ACTIVITY
When you reach the line containing "# indicate a" in the entries below, please begin setting down lines exactly, stop only after the last one, and add nothing else.

THE INPUT
════════════════════
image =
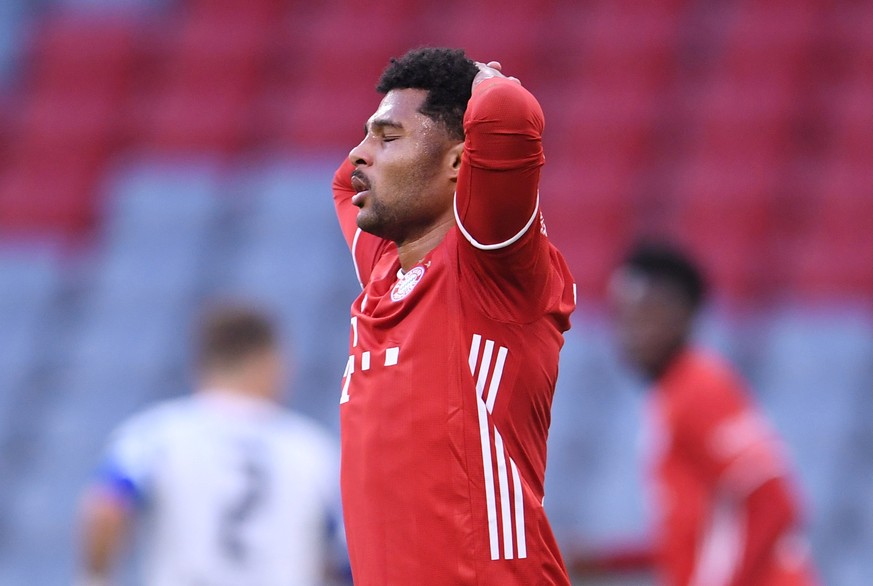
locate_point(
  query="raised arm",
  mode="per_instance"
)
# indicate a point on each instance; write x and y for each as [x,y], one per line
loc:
[365,247]
[497,197]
════════════════════
REPLY
# indicate a point on each instance; write x and y for each as [x,y], one per line
loc:
[365,247]
[497,197]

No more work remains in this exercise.